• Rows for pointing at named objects
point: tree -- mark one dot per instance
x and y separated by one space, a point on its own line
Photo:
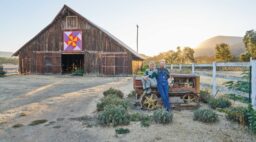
223 52
188 55
250 45
245 56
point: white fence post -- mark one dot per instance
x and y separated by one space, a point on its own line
193 68
214 90
253 83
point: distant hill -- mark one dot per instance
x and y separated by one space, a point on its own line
207 47
5 54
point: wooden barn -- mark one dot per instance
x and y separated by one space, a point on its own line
71 42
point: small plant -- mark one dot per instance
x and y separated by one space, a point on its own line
37 122
237 98
219 103
205 96
17 125
145 121
205 115
112 91
2 72
78 72
111 100
114 115
251 116
132 94
135 117
162 116
122 130
237 114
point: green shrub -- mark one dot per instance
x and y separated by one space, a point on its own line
114 115
162 116
78 72
111 100
205 96
112 91
237 98
135 116
17 125
219 103
132 94
122 130
205 115
237 114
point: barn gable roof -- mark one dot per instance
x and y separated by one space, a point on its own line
65 7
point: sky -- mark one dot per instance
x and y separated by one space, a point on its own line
163 24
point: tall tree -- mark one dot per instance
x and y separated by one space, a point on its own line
223 52
188 55
250 45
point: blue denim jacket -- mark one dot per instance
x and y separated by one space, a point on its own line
162 76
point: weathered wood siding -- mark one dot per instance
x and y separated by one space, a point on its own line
43 53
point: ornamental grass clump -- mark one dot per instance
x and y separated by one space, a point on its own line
219 103
205 115
237 114
162 116
111 100
204 96
114 115
112 91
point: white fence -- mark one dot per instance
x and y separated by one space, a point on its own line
214 66
10 69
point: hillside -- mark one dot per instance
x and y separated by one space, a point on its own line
207 47
5 54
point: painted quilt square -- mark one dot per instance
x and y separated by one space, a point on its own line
72 41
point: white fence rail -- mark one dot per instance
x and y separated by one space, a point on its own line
214 66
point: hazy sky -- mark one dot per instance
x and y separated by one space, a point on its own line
164 24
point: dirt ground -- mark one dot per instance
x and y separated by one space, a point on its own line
60 99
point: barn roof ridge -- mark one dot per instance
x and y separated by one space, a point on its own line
98 27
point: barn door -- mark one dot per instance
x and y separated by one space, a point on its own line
39 63
47 63
52 63
114 63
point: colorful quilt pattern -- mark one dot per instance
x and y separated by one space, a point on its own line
72 41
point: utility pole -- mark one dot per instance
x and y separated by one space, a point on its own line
137 38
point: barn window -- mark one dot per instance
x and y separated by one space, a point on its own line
71 22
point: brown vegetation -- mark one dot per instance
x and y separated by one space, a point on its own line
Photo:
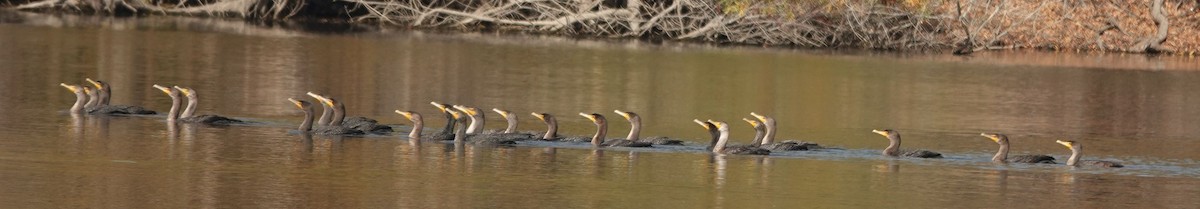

• Required task
Please rewrite the rows from the line containing "point: barn door -- mark one dot per instance" through the end of the rows as a Markdown table with the columns Num and Line, numbering each line and skipping blank lines. Leave the pictures out of the table.

• The solution
| Num | Line |
|---|---|
| 1 | point: barn door -- mark one dot per instance |
| 2 | x and y separated by one space, a point on its own line |
| 3 | 39 63 |
| 4 | 47 63 |
| 5 | 52 63 |
| 6 | 114 63 |
| 7 | point: colorful quilt pattern -- mark one dot per instance |
| 8 | x and y separated by one space, a point on its own line |
| 9 | 72 41 |
| 10 | point: utility pole -- mark one dot per instance |
| 11 | x and y separated by one space, a point on its own line |
| 12 | 137 38 |
| 13 | point: barn window -- mark one dot per instance |
| 14 | x and y separated by one space, a point on its own line |
| 15 | 71 22 |
| 16 | point: brown vegetation -- mark one dot per instance |
| 17 | x and y separated by one space, a point on its own line |
| 18 | Photo: |